Reproduce the material below, substituting "every match" for every occurrence of "each matching instance" and changing nothing else.

============================================================

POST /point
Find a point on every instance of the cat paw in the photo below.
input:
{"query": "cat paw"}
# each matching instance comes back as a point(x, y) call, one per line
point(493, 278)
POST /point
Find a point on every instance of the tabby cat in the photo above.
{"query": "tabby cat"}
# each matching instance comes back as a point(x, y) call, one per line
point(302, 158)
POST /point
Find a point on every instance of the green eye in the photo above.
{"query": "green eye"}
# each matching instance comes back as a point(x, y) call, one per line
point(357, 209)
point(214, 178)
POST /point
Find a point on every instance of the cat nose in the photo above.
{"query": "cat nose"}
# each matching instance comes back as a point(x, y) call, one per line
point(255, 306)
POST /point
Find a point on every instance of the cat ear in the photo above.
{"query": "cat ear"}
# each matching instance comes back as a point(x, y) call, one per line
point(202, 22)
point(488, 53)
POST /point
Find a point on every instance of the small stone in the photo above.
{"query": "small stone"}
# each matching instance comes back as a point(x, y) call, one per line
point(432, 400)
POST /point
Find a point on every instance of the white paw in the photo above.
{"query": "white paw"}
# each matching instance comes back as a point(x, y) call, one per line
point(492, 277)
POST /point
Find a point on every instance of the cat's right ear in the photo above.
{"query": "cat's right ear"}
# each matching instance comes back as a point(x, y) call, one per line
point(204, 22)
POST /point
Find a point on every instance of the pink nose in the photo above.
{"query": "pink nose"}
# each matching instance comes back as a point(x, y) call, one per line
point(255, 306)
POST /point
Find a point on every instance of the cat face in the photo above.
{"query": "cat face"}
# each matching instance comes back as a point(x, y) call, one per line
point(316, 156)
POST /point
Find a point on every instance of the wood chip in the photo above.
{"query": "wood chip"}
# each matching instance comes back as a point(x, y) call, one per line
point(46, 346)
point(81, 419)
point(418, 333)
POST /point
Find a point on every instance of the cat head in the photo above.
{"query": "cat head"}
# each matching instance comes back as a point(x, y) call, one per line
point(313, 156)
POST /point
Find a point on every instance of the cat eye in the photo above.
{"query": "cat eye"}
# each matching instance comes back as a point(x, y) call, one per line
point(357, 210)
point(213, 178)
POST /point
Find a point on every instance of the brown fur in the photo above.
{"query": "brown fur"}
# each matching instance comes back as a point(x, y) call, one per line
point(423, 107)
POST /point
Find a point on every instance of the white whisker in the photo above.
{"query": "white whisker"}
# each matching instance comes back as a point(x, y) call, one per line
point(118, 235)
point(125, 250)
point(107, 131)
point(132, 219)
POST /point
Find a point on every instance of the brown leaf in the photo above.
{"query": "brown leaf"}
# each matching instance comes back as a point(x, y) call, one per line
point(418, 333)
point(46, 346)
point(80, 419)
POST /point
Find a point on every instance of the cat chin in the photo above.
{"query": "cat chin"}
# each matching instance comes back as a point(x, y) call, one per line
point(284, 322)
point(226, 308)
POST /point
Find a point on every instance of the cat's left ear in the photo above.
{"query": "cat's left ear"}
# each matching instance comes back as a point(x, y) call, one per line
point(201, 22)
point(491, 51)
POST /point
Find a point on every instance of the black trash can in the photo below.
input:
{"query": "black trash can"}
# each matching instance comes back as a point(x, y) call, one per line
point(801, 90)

============================================================

Correct result:
POST /point
Find a point on every instance of the cat paw in the photo below.
input:
{"query": "cat paw"}
# every match comes back as a point(x, y) call, one per line
point(493, 278)
POST /point
Find a point on every instance of the tabby cat in the photo above.
{"query": "tabby cat"}
# every match comes back as a point(x, y) call, one per line
point(302, 158)
POST /point
Find a point on every instance of the green eye in the photo above.
{"query": "green eye"}
# every match comes back as a point(x, y) call, one per line
point(357, 209)
point(214, 178)
POST /point
Find a point on every instance of the cat nose in the photo above.
{"query": "cat nose"}
# every match comes back as a point(x, y) call, one per line
point(255, 306)
POST /point
Find a point on every instance of the cat ear in the photo above.
{"query": "cat ear"}
# every match comes back as a point(x, y) call, one per line
point(202, 22)
point(488, 53)
POST /point
Find a point on every instance of the small stone in the photo above.
{"query": "small stone"}
# every match comes back as a point(x, y) call, one per line
point(432, 400)
POST /point
Find a point on every instance of the white paw in the photo above.
{"query": "white paw"}
# every match comes back as a point(x, y) call, one per line
point(492, 277)
POST /point
Find a point on every instance of the cat's right ear in the photo above.
{"query": "cat's right ear"}
# every match comes back as a point(x, y) call, one per line
point(204, 22)
POST /point
Find a point on every instance of the pink nose in the photo above.
{"query": "pink nose"}
# every match comes back as a point(x, y) call, one per line
point(255, 306)
POST /point
Find a point on every instance of the cat face in the photo above.
{"query": "cat face"}
# every match comes back as a point(x, y) call, one per line
point(316, 156)
POST /point
Find a point on every instance of the wood chip in the photo above.
{"query": "wood chip"}
# every match comes back as a point(x, y) call, one per line
point(46, 346)
point(81, 419)
point(418, 333)
POST /point
Find a point on every instance of the cat head in the photo above.
{"query": "cat head"}
# every match comes back as a point(x, y) call, one per line
point(313, 156)
POST /point
Find a point on every instance of the cat eye in the photo above.
{"query": "cat eye"}
# every match comes back as a point(x, y) call, one per line
point(357, 210)
point(213, 178)
POST /point
Find a point on every instance of the brown fur in the photo above.
{"query": "brown fur"}
# every match comes back as a point(x, y) call, one per line
point(423, 107)
POST /point
Find a point on every instance of the white whisker in the photo above.
{"query": "white whisker"}
# every match comes back as a point(x, y) call, one per line
point(118, 235)
point(125, 250)
point(107, 131)
point(132, 219)
POST /point
Find a point on every instance of the brown leaf in the photo above.
{"query": "brown leaf"}
# every match comes back as a point(x, y) call, one per line
point(418, 333)
point(46, 346)
point(80, 419)
POST /point
Find a point on every instance of the cat chin in the photo above.
{"query": "cat chin"}
# every match comes back as a point(x, y) call, one per line
point(284, 322)
point(226, 308)
POST /point
Find a point on every instance of the cat's left ear in the photo above.
{"query": "cat's left ear"}
# every match comes back as a point(x, y) call, one per line
point(201, 22)
point(491, 51)
POST /point
Find a point on every instance of the black trash can in the photo below.
input:
{"query": "black trash can"}
# every match comes back as a point(x, y) call, one per line
point(801, 90)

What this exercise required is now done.